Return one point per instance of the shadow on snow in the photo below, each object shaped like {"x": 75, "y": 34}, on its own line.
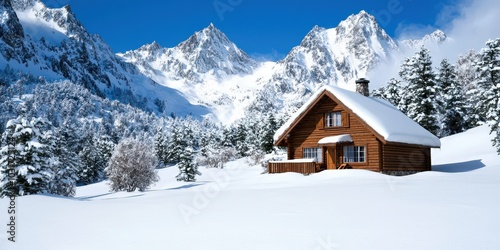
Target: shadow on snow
{"x": 459, "y": 167}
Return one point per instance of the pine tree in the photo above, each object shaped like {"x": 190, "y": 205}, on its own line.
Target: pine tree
{"x": 489, "y": 86}
{"x": 267, "y": 140}
{"x": 68, "y": 161}
{"x": 188, "y": 169}
{"x": 451, "y": 100}
{"x": 25, "y": 160}
{"x": 94, "y": 157}
{"x": 421, "y": 90}
{"x": 132, "y": 166}
{"x": 467, "y": 79}
{"x": 393, "y": 93}
{"x": 161, "y": 144}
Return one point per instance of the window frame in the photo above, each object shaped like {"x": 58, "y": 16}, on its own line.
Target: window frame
{"x": 333, "y": 119}
{"x": 354, "y": 154}
{"x": 315, "y": 153}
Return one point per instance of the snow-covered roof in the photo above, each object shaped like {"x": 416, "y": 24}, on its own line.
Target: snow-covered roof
{"x": 384, "y": 118}
{"x": 295, "y": 160}
{"x": 335, "y": 139}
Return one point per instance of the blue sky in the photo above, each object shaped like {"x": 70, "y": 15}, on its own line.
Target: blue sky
{"x": 262, "y": 28}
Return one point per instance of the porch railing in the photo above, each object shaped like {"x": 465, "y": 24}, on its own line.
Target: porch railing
{"x": 303, "y": 167}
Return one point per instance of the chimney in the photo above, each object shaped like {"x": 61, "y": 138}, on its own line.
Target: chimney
{"x": 362, "y": 86}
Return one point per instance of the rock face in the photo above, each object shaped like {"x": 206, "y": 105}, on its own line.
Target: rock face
{"x": 207, "y": 51}
{"x": 52, "y": 43}
{"x": 205, "y": 74}
{"x": 336, "y": 56}
{"x": 436, "y": 37}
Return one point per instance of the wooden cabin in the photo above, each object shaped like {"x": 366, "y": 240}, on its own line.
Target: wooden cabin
{"x": 339, "y": 129}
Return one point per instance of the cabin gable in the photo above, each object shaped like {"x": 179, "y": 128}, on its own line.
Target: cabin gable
{"x": 368, "y": 134}
{"x": 315, "y": 126}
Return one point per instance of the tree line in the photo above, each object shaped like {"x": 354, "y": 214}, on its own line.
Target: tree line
{"x": 56, "y": 136}
{"x": 451, "y": 98}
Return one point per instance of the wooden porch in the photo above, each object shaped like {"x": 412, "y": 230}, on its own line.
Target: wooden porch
{"x": 302, "y": 166}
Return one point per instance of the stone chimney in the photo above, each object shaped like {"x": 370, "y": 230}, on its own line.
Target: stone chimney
{"x": 362, "y": 86}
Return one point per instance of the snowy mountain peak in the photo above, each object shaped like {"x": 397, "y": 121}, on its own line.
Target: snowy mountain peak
{"x": 34, "y": 15}
{"x": 335, "y": 56}
{"x": 11, "y": 30}
{"x": 436, "y": 37}
{"x": 207, "y": 51}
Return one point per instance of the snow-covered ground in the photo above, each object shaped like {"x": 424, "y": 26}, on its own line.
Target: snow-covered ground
{"x": 456, "y": 206}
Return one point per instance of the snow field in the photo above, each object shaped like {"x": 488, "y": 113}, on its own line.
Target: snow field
{"x": 453, "y": 207}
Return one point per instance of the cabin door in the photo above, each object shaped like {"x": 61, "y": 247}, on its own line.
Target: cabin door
{"x": 330, "y": 158}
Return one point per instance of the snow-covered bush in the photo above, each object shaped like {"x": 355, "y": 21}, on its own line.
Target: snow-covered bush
{"x": 188, "y": 169}
{"x": 217, "y": 158}
{"x": 25, "y": 161}
{"x": 132, "y": 166}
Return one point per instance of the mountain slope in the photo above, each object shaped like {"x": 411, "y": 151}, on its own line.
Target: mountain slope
{"x": 455, "y": 206}
{"x": 52, "y": 43}
{"x": 336, "y": 56}
{"x": 207, "y": 68}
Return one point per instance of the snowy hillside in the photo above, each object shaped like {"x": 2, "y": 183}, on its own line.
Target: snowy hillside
{"x": 452, "y": 207}
{"x": 210, "y": 70}
{"x": 207, "y": 68}
{"x": 53, "y": 44}
{"x": 435, "y": 38}
{"x": 206, "y": 74}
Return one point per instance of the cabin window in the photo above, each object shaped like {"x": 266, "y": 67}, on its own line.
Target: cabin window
{"x": 354, "y": 154}
{"x": 313, "y": 153}
{"x": 334, "y": 119}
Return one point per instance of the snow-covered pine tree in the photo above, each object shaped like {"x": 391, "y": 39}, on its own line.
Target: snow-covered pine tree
{"x": 267, "y": 139}
{"x": 161, "y": 144}
{"x": 451, "y": 100}
{"x": 188, "y": 169}
{"x": 467, "y": 79}
{"x": 94, "y": 156}
{"x": 421, "y": 90}
{"x": 392, "y": 93}
{"x": 25, "y": 160}
{"x": 488, "y": 68}
{"x": 69, "y": 163}
{"x": 132, "y": 166}
{"x": 177, "y": 143}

■ **What needs to be done**
Transcribe every record above exactly, leaving out the pictures.

■ **The solution**
Return one point per instance of the shadow on snow in the photo below, each object shaped like {"x": 75, "y": 34}, on its own line.
Target: shadow on snow
{"x": 459, "y": 167}
Return one point per instance of the pine tree in the photo above, each object shaped like {"x": 190, "y": 205}, on its own line.
Target: pine tree
{"x": 489, "y": 86}
{"x": 267, "y": 140}
{"x": 68, "y": 161}
{"x": 188, "y": 169}
{"x": 451, "y": 100}
{"x": 25, "y": 160}
{"x": 94, "y": 157}
{"x": 421, "y": 90}
{"x": 132, "y": 166}
{"x": 467, "y": 79}
{"x": 393, "y": 93}
{"x": 161, "y": 144}
Return one point per instance of the window frame in the photo above, each object shaped like {"x": 58, "y": 16}, on its own line.
Target: window frame
{"x": 333, "y": 119}
{"x": 354, "y": 154}
{"x": 315, "y": 153}
Return one point per instance of the snow-covered roof in the photo above, each object shaped like {"x": 416, "y": 24}, on its own line.
Target: snow-covered roof
{"x": 384, "y": 118}
{"x": 295, "y": 160}
{"x": 335, "y": 139}
Return one point per instance of the blue sky in the photo above, each object shaped like {"x": 70, "y": 15}, on its own line.
Target: blue sky
{"x": 262, "y": 28}
Return one point per instance of the porch railing in the photo above, each object shaped like {"x": 465, "y": 24}, on its own line.
Target: porch railing
{"x": 303, "y": 167}
Return one point per instance of the chimney in the photo above, each object shaped like {"x": 61, "y": 138}, on its own line.
Target: chimney
{"x": 362, "y": 86}
Return one point per instance of the rock face in the photo above, each object shaped like {"x": 206, "y": 105}, on its own line.
Target: rock face
{"x": 207, "y": 51}
{"x": 52, "y": 43}
{"x": 205, "y": 74}
{"x": 336, "y": 56}
{"x": 436, "y": 37}
Return one point per instance of the wooden cabin in the photo above, each object shaped like {"x": 366, "y": 240}, on its own line.
Target: wooden cabin
{"x": 339, "y": 129}
Return one point per instance of the cabin gable in the photo above, each object shaped like {"x": 179, "y": 128}, on its own line.
Target: cabin gable
{"x": 368, "y": 134}
{"x": 315, "y": 126}
Return one point per instance of the tree line in the photo above, each object shaped like {"x": 354, "y": 214}, on its own line.
Target: tree line
{"x": 56, "y": 136}
{"x": 451, "y": 98}
Return one point per instance of the wooden porch in the photo above, each object shaped like {"x": 412, "y": 230}, on its own line.
Target: wooden porch
{"x": 302, "y": 166}
Return one point per instance of the stone chimney in the photo above, each object shaped like {"x": 370, "y": 230}, on its own line.
Target: stone chimney
{"x": 362, "y": 86}
Return one point per instance of the snowy mountain peak in the photo above, each object shaped like {"x": 397, "y": 121}, on its own line.
Target: snowy mountain peak
{"x": 34, "y": 15}
{"x": 335, "y": 56}
{"x": 11, "y": 30}
{"x": 436, "y": 37}
{"x": 207, "y": 51}
Return one point per instance of the snow-covered ground in the photo above, each object shaped like {"x": 424, "y": 26}, on its own line.
Target: snow-covered ground
{"x": 456, "y": 206}
Return one point per instance of the snow field in the photo above, each object shaped like {"x": 488, "y": 113}, on its own line.
Target: snow field
{"x": 453, "y": 207}
Return one point per instance of the cabin door in the photo above, each object shaped like {"x": 61, "y": 247}, on its own line.
Target: cabin door
{"x": 330, "y": 158}
Return one point per instance of the snow-covered bush in the photo above, each object shaped like {"x": 355, "y": 21}, on its own line.
Target: snow-covered bush
{"x": 188, "y": 169}
{"x": 217, "y": 158}
{"x": 25, "y": 161}
{"x": 132, "y": 166}
Return one point per instance of the mountain slope in the photo above, each object shaped like {"x": 411, "y": 151}, on its own line.
Target: mountain slope
{"x": 455, "y": 206}
{"x": 52, "y": 43}
{"x": 336, "y": 56}
{"x": 207, "y": 68}
Return one point per instance of the snowy hillside in the photo above, each object shaped like {"x": 2, "y": 183}, on its own line.
Target: snowy hillside
{"x": 452, "y": 207}
{"x": 210, "y": 70}
{"x": 207, "y": 68}
{"x": 53, "y": 44}
{"x": 435, "y": 38}
{"x": 206, "y": 74}
Return one point per instance of the cabin window in the photo above, each object shaped like {"x": 266, "y": 67}, on its own line.
Target: cabin window
{"x": 354, "y": 154}
{"x": 313, "y": 153}
{"x": 334, "y": 119}
Return one point per instance of the snow-covered pine tree in the photo above, each object shaped like {"x": 391, "y": 39}, on its own line.
Target: snow-covered pine tree
{"x": 267, "y": 139}
{"x": 161, "y": 144}
{"x": 451, "y": 100}
{"x": 188, "y": 169}
{"x": 467, "y": 79}
{"x": 94, "y": 156}
{"x": 421, "y": 90}
{"x": 392, "y": 93}
{"x": 25, "y": 160}
{"x": 488, "y": 68}
{"x": 69, "y": 163}
{"x": 132, "y": 166}
{"x": 177, "y": 143}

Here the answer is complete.